*** Opening of EXTRACTED INFORMATION ***

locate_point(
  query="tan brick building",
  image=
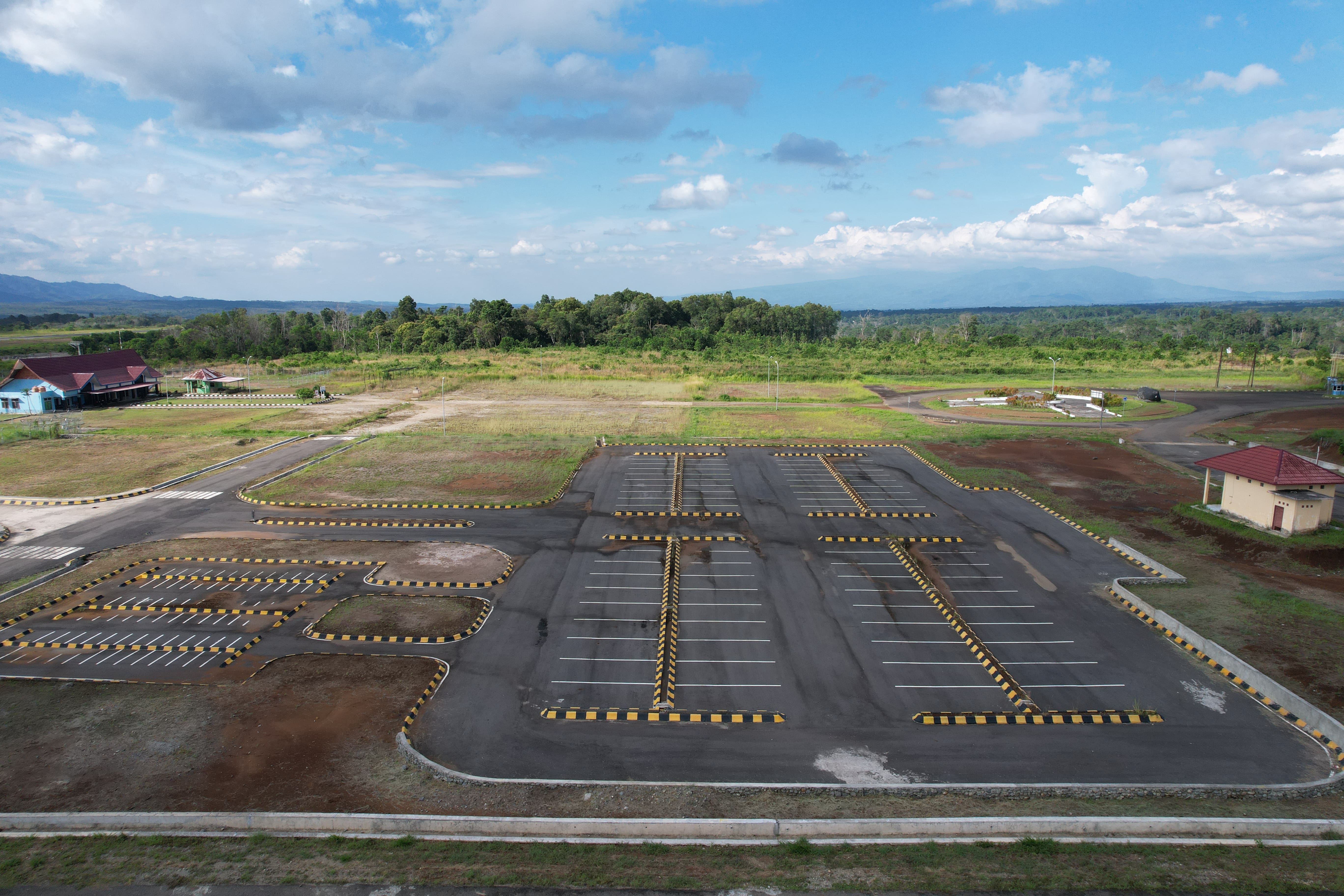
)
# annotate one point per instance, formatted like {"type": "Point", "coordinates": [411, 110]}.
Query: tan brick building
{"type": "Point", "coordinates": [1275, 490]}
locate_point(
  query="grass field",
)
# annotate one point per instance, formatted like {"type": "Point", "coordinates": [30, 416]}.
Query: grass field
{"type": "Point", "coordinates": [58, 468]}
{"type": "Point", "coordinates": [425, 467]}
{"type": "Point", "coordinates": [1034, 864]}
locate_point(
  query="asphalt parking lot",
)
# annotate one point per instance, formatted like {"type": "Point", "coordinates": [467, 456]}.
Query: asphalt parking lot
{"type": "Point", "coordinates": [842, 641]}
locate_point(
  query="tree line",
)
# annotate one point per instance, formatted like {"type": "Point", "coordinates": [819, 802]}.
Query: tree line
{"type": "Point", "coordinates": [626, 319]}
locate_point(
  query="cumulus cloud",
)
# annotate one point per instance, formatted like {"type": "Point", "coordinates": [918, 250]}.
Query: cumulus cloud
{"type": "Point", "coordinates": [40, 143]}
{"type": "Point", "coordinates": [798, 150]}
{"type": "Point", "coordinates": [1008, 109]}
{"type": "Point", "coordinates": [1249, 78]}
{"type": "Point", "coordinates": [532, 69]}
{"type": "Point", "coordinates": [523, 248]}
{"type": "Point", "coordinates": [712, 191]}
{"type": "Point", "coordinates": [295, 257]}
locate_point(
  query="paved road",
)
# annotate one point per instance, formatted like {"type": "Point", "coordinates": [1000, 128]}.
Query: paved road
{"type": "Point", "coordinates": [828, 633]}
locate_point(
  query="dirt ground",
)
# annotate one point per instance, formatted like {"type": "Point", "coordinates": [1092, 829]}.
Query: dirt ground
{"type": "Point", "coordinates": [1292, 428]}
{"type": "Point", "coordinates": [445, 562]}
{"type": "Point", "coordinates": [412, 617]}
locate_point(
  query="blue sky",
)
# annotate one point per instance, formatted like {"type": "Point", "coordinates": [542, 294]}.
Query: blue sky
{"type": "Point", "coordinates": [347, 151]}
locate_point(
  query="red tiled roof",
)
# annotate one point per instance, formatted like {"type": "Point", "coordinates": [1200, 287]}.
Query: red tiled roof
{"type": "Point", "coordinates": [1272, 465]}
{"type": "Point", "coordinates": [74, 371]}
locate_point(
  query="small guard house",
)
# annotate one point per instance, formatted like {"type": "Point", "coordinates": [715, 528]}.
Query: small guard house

*** Close of EXTRACTED INFORMATION ***

:: EXERCISE DETAILS ::
Print verbatim every line above, apart from the pictures.

:: EXERCISE RESULT ::
locate_point(
  query="tan brick building",
  image=
)
# annotate one point per instance, formatted like {"type": "Point", "coordinates": [411, 110]}.
Query: tan brick building
{"type": "Point", "coordinates": [1275, 490]}
locate_point(
  query="grass field",
)
# annotate one point per instance, formatted like {"type": "Point", "coordinates": [30, 416]}.
Query: grass field
{"type": "Point", "coordinates": [58, 468]}
{"type": "Point", "coordinates": [425, 467]}
{"type": "Point", "coordinates": [1034, 864]}
locate_point(
  query="asphalt parking lot",
)
# annotate one point per instance, formatted like {"type": "Point", "coordinates": [467, 456]}.
Query: asphalt parking lot
{"type": "Point", "coordinates": [842, 641]}
locate_point(
  query="tree line",
)
# annotate one point per instance, formatted like {"type": "Point", "coordinates": [819, 802]}.
Query: tree line
{"type": "Point", "coordinates": [626, 319]}
locate_point(
  query="cumulus cloud",
)
# annotate one point per instance, formatted like {"type": "Point", "coordinates": [918, 250]}.
Query: cumulus cloud
{"type": "Point", "coordinates": [40, 143]}
{"type": "Point", "coordinates": [798, 150]}
{"type": "Point", "coordinates": [1008, 109]}
{"type": "Point", "coordinates": [1249, 78]}
{"type": "Point", "coordinates": [532, 69]}
{"type": "Point", "coordinates": [523, 248]}
{"type": "Point", "coordinates": [712, 191]}
{"type": "Point", "coordinates": [295, 257]}
locate_point(
  query="paved road",
)
# annotate one point per instance, formatted like {"type": "Point", "coordinates": [1000, 128]}.
Query: paved road
{"type": "Point", "coordinates": [828, 633]}
locate_point(
  query="dirt ground",
)
# annotate one point per instance, formatted like {"type": "Point", "coordinates": [1092, 829]}.
Query: dirt ground
{"type": "Point", "coordinates": [1292, 428]}
{"type": "Point", "coordinates": [445, 562]}
{"type": "Point", "coordinates": [412, 617]}
locate_point(
  query="blue sky",
)
# annotate one point per instance, formatted like {"type": "Point", "coordinates": [542, 294]}.
Query: blue sky
{"type": "Point", "coordinates": [347, 151]}
locate_point(
  query="red tiled roof",
)
# annotate one point per instance, formatted like {"type": "Point", "coordinates": [1200, 287]}.
Query: red tiled roof
{"type": "Point", "coordinates": [1272, 465]}
{"type": "Point", "coordinates": [74, 371]}
locate_point(
  query="small guard house",
)
# annotate one point per instance, formatted like {"type": "Point", "coordinates": [715, 528]}.
Query: small guard house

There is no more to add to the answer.